> What the task asks
Please locate every line in the items below that contains the string "rear" and copy each of those lines.
— BEGIN Record extracts —
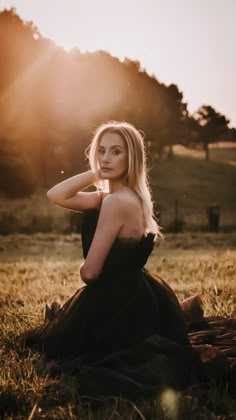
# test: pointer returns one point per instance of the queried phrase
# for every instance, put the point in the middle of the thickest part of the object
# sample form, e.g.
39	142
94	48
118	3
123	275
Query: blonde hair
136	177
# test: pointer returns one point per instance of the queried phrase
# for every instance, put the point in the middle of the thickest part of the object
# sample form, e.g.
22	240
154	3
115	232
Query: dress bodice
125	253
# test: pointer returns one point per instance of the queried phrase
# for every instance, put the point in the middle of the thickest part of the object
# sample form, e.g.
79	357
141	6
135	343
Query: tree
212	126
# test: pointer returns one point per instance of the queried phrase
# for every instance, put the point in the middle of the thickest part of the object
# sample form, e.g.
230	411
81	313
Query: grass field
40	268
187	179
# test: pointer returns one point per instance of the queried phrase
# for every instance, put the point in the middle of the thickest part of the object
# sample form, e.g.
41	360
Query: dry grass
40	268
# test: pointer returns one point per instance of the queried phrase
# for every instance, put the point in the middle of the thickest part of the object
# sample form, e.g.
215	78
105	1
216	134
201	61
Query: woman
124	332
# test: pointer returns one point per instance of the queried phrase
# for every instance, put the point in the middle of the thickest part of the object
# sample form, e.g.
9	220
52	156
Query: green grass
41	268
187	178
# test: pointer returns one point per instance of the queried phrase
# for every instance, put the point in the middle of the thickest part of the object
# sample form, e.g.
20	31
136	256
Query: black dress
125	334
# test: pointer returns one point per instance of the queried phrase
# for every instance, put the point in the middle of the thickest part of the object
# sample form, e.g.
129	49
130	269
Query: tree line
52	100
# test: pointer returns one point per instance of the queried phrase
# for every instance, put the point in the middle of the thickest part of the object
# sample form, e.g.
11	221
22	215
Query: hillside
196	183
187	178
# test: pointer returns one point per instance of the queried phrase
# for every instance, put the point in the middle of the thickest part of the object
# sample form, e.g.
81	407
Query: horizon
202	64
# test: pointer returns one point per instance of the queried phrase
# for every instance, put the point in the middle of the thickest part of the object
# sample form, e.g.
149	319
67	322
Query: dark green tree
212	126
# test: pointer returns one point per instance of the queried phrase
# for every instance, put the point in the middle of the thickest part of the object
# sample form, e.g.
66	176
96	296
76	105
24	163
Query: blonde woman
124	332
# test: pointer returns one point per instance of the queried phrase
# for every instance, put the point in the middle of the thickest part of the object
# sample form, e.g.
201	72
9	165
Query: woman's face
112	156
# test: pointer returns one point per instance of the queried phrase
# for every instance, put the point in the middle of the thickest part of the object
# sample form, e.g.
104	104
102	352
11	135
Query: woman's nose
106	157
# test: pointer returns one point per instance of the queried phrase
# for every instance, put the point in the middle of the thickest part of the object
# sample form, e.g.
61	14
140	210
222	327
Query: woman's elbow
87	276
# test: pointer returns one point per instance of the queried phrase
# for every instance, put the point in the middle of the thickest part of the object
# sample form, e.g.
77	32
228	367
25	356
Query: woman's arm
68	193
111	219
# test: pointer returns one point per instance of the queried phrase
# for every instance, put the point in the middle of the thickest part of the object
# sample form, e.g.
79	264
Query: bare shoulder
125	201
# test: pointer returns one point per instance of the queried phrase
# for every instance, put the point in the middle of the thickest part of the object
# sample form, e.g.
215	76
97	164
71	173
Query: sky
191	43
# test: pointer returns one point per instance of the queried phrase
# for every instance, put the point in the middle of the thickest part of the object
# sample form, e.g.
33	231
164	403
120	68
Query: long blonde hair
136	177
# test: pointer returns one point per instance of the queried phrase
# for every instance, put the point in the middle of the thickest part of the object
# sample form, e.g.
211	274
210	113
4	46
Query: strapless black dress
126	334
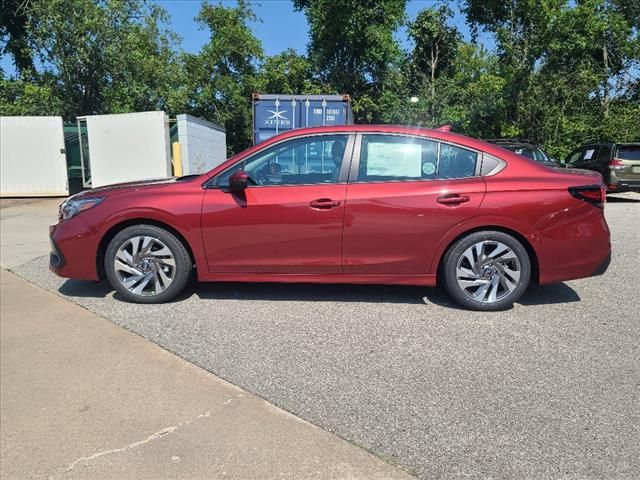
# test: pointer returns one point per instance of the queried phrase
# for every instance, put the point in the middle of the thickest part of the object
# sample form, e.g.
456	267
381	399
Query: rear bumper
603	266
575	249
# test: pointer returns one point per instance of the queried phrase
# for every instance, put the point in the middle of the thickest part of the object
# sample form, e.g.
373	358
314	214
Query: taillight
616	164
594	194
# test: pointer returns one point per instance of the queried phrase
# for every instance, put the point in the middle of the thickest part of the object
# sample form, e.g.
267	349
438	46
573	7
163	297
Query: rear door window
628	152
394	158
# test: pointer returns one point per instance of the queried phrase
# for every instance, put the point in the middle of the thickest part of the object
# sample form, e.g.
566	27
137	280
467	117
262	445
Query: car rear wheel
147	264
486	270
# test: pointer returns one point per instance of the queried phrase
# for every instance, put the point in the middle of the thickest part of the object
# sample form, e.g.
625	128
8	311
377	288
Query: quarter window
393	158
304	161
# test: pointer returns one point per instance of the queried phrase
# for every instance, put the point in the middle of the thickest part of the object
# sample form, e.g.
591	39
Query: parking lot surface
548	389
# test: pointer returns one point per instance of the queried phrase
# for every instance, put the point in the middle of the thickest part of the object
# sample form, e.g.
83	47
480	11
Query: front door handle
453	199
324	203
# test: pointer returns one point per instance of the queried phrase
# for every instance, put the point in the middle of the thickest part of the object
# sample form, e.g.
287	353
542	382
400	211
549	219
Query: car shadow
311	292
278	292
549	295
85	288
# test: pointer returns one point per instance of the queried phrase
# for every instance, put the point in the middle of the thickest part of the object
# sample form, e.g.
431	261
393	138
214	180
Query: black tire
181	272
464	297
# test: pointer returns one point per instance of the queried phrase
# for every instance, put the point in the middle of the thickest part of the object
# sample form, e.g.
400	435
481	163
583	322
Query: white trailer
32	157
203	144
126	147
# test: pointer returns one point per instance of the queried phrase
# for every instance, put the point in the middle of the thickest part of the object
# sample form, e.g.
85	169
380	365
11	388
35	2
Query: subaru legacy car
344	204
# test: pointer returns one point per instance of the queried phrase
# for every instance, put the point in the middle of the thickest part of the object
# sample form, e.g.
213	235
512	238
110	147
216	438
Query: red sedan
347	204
— END Record extracts —
— BEGIN Record extracts —
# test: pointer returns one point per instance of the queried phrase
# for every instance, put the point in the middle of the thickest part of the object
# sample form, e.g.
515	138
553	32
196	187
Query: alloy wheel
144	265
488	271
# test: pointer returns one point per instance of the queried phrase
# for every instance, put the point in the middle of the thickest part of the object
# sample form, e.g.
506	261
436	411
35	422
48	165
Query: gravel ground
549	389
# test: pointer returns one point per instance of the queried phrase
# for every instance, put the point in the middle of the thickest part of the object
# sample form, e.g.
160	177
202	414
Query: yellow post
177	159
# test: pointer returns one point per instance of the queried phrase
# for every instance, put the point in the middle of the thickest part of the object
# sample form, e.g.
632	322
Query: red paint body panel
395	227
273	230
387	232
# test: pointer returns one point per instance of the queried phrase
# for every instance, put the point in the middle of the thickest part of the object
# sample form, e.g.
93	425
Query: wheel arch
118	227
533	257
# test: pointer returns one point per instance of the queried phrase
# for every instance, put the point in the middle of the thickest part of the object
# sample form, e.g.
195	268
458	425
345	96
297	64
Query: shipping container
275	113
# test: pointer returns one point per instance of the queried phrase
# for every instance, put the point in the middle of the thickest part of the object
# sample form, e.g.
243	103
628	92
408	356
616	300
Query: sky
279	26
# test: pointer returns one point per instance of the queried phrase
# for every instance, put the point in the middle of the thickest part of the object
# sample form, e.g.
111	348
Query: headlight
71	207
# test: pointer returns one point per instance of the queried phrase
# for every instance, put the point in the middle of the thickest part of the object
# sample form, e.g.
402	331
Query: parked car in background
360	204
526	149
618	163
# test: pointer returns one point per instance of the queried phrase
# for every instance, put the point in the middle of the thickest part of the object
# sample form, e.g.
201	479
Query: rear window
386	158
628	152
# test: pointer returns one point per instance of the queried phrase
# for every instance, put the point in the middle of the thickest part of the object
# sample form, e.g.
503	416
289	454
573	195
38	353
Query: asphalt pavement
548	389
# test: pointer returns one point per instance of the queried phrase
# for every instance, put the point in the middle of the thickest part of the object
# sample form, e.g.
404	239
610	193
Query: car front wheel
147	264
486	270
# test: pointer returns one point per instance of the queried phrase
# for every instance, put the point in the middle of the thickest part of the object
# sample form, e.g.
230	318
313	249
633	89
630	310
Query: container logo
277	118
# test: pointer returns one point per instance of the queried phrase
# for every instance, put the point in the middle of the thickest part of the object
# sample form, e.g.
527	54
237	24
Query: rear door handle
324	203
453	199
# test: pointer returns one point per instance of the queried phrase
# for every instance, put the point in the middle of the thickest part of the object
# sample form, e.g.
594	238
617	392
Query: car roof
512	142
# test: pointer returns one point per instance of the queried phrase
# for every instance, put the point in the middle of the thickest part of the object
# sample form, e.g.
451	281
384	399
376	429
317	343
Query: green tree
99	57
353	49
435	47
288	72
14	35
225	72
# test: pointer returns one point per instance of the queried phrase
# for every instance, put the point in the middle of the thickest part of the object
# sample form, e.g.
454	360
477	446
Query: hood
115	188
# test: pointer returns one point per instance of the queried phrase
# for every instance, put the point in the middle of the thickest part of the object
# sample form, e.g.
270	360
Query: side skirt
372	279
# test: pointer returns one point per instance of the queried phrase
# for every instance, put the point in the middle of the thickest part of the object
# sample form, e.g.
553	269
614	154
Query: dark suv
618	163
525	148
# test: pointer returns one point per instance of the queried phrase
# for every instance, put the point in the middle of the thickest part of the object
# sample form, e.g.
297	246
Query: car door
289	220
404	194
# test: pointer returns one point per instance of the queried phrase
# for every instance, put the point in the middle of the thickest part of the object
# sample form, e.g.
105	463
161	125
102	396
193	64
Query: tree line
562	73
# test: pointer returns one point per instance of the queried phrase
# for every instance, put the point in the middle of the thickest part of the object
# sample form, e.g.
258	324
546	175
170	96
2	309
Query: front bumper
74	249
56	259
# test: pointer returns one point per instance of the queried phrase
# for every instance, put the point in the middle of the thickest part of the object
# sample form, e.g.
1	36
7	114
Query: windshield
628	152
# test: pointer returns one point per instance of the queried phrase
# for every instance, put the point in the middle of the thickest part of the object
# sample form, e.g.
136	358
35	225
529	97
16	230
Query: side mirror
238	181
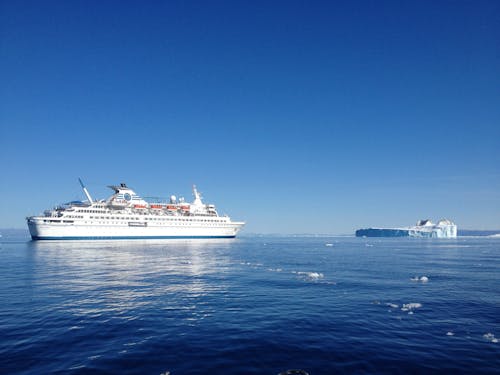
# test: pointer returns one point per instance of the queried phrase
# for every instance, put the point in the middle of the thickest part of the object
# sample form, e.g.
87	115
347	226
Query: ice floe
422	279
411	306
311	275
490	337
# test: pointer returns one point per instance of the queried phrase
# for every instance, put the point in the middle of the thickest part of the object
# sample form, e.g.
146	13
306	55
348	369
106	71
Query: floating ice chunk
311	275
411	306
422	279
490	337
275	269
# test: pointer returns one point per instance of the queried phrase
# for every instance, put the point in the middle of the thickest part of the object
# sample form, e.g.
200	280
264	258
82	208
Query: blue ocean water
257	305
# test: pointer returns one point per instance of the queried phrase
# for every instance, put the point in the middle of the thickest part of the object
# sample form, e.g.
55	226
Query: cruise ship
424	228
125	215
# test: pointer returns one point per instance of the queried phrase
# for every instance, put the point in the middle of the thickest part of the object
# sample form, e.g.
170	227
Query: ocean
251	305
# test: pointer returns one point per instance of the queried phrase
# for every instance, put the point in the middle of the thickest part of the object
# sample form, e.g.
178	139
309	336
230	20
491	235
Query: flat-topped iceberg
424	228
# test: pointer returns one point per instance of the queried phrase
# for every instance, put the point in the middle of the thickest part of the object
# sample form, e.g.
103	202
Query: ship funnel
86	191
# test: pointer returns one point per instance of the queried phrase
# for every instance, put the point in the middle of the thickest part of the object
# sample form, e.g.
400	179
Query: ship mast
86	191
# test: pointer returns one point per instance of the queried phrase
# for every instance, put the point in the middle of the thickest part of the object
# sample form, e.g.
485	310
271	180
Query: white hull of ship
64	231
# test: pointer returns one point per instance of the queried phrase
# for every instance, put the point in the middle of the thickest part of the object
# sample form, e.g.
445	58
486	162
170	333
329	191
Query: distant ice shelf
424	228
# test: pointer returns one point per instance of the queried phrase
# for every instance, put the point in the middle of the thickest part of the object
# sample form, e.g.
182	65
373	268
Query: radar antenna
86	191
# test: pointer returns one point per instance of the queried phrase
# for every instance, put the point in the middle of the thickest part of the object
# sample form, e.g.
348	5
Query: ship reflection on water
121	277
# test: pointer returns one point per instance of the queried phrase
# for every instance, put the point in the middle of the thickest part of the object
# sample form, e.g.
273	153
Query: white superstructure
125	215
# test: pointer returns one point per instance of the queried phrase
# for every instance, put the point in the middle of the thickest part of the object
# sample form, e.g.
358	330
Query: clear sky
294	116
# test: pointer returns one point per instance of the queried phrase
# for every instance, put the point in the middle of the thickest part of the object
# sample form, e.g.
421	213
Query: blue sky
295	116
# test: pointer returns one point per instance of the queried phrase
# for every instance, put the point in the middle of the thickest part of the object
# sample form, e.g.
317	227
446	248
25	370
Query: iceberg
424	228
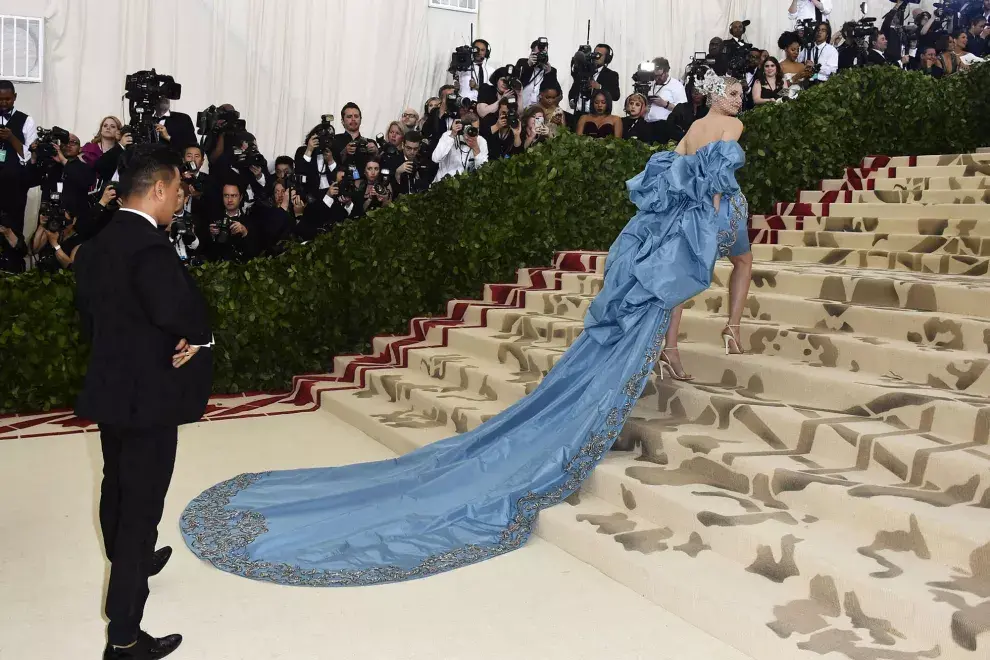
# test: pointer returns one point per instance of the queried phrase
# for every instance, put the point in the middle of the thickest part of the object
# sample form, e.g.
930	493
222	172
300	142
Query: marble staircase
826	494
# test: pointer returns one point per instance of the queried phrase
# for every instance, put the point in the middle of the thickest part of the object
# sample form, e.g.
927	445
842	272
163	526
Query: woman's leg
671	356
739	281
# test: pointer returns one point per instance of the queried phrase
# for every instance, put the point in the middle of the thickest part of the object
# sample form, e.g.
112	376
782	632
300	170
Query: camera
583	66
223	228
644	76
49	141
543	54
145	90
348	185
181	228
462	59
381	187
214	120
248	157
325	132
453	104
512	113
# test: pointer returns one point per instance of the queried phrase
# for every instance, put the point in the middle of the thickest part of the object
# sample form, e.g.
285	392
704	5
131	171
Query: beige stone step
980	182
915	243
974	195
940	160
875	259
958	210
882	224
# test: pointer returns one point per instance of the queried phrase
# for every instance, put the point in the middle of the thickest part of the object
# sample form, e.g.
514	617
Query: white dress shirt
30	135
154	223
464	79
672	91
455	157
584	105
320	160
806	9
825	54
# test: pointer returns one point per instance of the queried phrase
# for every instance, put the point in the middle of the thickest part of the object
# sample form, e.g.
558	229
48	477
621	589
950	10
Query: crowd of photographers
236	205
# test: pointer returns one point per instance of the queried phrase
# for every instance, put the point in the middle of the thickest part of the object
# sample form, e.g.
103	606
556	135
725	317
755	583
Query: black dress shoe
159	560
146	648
— END Record extracts —
> Task answer
Query: rear bumper
Query: rear door window
Query: car rear wheel
Query: rear window
Query: rear door handle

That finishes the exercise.